The Company has assumed and ceded certain blocks of policies under modified coinsurance agreements in which the investment results of the underlying portfolios inure directly to the reinsurers. As a result, these agreements contain embedded derivatives that are reported at fair value. Changes in their fair value are reported in earnings. The investments supporting these agreements are designated as “trading securities”; therefore changes in their fair value are also reported in earnings. As of March 31, 2017, the fair value of the embedded derivative is based upon the relationship between the statutory policy liabilities (net of policy loans) of $2.4 billion and the statutory unrealized gain (loss) of the securities of $158.2 million. As a result, changes in the fair value of the embedded derivatives are largely offset by the changes in fair value of the related investments and each are reported in earnings. The fair value of the embedded derivative is considered a Level 3 valuation due to the unobservable nature of the policy liabilities.
The Company and certain of its subsidiaries have entered into interest support, yearly renewable term (“YRT”) premium support, and portfolio maintenance agreements with PLC. These agreements meet the definition of a derivative and are accounted for at fair value and are considered Level 3 valuations. The fair value of these derivatives as of March 31, 2017 was $34.0 million and is included in Other long-term investments. For information regarding realized gains on these derivatives please refer to Note 6, Derivative Financial Instruments.

Materials provided:
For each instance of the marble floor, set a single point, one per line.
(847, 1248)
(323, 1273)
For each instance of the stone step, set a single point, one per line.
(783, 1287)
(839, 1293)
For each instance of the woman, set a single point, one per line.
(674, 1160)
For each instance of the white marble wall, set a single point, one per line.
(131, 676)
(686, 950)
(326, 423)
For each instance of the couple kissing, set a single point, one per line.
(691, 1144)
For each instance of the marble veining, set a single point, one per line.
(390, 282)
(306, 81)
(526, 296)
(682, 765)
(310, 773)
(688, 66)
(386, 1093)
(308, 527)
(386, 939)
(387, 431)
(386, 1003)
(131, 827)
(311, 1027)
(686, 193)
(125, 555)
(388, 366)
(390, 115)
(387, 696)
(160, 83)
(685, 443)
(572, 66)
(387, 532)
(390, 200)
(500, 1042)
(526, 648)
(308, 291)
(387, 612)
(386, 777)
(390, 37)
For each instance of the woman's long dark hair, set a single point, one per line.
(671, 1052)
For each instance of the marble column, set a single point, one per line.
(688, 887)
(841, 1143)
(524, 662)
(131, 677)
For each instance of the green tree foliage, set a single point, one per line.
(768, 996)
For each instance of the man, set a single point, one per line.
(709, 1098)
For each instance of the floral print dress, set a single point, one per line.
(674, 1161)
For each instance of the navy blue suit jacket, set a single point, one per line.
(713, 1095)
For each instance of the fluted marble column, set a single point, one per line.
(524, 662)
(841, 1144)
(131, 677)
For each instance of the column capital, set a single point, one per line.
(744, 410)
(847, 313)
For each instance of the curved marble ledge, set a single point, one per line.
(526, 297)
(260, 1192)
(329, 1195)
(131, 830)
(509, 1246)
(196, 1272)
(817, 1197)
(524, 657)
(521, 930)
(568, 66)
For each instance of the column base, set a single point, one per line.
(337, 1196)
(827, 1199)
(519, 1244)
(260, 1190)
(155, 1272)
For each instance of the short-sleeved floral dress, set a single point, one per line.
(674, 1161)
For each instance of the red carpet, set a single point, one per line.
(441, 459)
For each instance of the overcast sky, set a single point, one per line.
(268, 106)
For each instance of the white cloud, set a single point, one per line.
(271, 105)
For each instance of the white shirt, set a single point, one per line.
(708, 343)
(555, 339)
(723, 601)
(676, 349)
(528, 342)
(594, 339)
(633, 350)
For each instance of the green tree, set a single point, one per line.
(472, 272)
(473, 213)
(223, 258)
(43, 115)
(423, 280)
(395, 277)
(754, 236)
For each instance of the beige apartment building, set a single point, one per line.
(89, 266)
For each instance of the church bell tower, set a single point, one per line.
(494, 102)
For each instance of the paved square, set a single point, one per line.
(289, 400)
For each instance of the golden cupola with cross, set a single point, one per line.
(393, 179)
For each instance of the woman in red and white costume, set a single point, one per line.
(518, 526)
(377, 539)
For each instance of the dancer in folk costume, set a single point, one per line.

Parts of the exercise:
A - In the excerpt on embedded derivatives, copy word for word the stretch from "The Company and" through "Derivative Financial Instruments.".
B - Write out the records, from their start through the line containing "(691, 1144)", as a JSON list of strings with one string per line and no blank lines.

The results:
A -
The Company and certain of its subsidiaries have entered into interest support, yearly renewable term (“YRT”) premium support, and portfolio maintenance agreements with PLC. These agreements meet the definition of a derivative and are accounted for at fair value and are considered Level 3 valuations. The fair value of these derivatives as of March 31, 2017 was $34.0 million and is included in Other long-term investments. For information regarding realized gains on these derivatives please refer to Note 6, Derivative Financial Instruments.

B -
[
  "For each instance of the marble floor, set a single point, one per line.",
  "(847, 1248)",
  "(323, 1273)",
  "For each instance of the stone step, set a single point, one per line.",
  "(783, 1287)",
  "(839, 1293)",
  "For each instance of the woman, set a single point, one per line.",
  "(674, 1160)",
  "For each instance of the white marble wall, set a single point, one per line.",
  "(131, 676)",
  "(686, 950)",
  "(326, 423)",
  "For each instance of the couple kissing, set a single point, one per line.",
  "(691, 1144)"
]